What this task involves: After locating the line that contains "point | a marker on each instance of the treeline" in the records below, write out exactly that line and each line after it through the one that contains "target | person on deck", and nothing else.

-------- Dataset content

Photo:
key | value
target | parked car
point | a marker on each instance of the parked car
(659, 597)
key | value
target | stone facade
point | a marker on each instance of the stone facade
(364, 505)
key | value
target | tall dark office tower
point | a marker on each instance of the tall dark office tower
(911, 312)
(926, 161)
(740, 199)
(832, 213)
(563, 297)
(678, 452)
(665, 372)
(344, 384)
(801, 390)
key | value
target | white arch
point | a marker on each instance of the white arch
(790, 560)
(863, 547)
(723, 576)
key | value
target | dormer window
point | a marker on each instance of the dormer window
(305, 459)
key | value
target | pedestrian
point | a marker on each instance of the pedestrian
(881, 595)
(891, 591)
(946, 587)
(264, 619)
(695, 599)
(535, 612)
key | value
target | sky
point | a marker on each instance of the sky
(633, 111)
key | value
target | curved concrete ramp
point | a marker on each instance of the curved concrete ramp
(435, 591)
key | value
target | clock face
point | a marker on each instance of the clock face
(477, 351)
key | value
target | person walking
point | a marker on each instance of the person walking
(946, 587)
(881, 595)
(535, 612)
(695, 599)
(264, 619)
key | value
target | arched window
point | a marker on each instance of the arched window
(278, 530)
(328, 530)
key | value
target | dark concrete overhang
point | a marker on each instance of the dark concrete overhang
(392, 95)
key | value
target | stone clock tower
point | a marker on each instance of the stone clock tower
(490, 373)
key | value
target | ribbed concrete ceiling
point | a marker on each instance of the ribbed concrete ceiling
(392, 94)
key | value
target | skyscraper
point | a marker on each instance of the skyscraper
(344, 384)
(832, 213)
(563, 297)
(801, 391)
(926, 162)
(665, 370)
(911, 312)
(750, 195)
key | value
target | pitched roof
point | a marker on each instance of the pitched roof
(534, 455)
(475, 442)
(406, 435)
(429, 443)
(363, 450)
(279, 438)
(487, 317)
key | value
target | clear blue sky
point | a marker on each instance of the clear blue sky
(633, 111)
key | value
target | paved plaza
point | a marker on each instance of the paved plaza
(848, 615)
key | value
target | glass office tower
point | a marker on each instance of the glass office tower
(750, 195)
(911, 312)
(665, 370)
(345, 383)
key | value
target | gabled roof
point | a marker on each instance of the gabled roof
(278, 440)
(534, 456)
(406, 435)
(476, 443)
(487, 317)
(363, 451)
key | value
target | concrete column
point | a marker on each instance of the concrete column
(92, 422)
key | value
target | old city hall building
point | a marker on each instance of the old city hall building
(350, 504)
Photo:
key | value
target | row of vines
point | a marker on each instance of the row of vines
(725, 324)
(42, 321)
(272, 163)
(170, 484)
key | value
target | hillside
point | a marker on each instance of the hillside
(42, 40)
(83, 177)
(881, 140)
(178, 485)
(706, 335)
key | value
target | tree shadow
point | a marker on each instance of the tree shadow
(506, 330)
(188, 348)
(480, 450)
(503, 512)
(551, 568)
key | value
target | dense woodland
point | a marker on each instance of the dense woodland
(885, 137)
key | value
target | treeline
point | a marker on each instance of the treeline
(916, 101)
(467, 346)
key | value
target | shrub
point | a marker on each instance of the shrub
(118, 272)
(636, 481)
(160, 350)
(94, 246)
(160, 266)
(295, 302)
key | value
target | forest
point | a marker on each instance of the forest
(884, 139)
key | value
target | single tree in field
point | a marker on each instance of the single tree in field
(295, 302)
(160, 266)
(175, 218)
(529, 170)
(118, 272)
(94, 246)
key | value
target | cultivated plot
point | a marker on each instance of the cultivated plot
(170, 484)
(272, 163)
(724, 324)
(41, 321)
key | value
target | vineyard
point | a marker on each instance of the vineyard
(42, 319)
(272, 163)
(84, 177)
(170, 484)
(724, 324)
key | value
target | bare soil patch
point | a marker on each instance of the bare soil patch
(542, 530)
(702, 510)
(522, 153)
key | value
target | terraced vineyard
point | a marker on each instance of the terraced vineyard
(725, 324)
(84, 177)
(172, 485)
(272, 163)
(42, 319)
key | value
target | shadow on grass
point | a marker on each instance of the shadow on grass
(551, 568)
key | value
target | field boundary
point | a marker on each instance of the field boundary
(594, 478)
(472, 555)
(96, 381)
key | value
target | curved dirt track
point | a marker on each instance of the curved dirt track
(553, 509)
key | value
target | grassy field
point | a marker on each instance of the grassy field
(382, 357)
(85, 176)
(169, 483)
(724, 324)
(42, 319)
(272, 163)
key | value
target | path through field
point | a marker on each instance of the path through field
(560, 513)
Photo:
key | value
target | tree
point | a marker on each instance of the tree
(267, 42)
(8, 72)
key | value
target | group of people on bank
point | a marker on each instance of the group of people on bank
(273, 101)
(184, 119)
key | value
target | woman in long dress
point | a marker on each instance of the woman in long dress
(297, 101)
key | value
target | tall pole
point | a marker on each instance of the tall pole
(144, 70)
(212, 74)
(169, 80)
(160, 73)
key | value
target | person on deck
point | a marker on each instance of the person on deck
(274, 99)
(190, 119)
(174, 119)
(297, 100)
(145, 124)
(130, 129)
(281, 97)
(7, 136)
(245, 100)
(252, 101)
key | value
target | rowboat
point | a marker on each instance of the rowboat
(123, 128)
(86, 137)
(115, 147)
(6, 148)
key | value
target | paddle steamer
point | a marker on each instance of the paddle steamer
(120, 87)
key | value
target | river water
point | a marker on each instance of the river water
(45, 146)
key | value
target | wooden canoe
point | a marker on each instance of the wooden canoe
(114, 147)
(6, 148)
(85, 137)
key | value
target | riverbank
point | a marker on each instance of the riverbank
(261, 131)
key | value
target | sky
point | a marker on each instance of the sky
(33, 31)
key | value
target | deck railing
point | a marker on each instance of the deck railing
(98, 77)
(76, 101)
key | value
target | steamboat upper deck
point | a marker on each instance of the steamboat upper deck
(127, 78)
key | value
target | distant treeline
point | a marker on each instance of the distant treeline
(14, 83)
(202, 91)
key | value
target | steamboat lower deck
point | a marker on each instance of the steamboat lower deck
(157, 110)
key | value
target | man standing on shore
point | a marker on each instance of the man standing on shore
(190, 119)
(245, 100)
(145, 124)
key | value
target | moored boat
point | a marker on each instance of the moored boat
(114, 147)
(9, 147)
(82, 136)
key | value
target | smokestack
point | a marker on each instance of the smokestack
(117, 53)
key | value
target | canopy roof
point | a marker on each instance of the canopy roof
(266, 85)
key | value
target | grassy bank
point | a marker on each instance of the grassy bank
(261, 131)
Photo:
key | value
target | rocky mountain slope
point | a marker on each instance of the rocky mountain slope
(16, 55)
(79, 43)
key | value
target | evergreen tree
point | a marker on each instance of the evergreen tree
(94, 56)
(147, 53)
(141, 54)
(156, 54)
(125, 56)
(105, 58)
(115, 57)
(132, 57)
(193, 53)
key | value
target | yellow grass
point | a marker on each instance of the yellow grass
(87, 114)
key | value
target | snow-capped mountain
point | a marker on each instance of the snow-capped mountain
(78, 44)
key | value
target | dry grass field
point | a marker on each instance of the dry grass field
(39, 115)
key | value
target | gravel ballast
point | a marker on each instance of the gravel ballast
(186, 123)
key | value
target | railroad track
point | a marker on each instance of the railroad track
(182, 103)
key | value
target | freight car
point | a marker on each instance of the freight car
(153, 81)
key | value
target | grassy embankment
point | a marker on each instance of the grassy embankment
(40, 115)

----------------

Problem solution:
point | a marker on each instance of the treeline
(916, 101)
(467, 346)
key | value
target | shrub
point | a marker on each instance of the shrub
(118, 272)
(636, 481)
(160, 350)
(94, 246)
(160, 266)
(295, 302)
key | value
target | forest
point | a marker on each instance of the forest
(884, 139)
key | value
target | single tree in field
point | a marker on each instance of the single tree in field
(295, 302)
(160, 266)
(175, 218)
(529, 170)
(118, 272)
(94, 246)
key | value
target | cultivated plot
point | a marker on each instance of the cultivated plot
(170, 484)
(272, 163)
(724, 324)
(41, 321)
key | value
target | vineyard
point | a marker on each instance of the vineyard
(42, 319)
(272, 163)
(84, 177)
(170, 484)
(724, 324)
key | value
target | bare soil patch
point | a marker on each instance of the bare soil patch
(542, 530)
(702, 510)
(522, 153)
key | value
target | terraced vineyard
point | a marker on each instance of the terraced vineyard
(725, 324)
(84, 177)
(172, 485)
(272, 163)
(42, 319)
key | value
target | shadow on grass
point | a marker on each instance of the shadow on grass
(551, 568)
key | value
target | field boundary
point | a marker on each instance of the field boundary
(594, 478)
(472, 555)
(96, 381)
key | value
target | curved dirt track
point | a marker on each instance of the curved dirt track
(553, 509)
key | value
target | grassy field
point | a marker on each instance of the grassy field
(382, 357)
(85, 176)
(169, 483)
(724, 324)
(42, 319)
(272, 163)
key | value
target | path through field
point | a marker on each instance of the path through field
(560, 513)
Photo:
key | value
target | tree
point | a marker on each instance of the tree
(267, 42)
(8, 72)
key | value
target | group of people on bank
point | a marker on each instance of the group of people on bank
(273, 101)
(184, 119)
key | value
target | woman in long dress
point | a marker on each instance of the woman in long dress
(297, 101)
key | value
target | tall pole
point | a marker on each instance of the tall pole
(144, 70)
(212, 74)
(169, 80)
(160, 73)
key | value
target | person on deck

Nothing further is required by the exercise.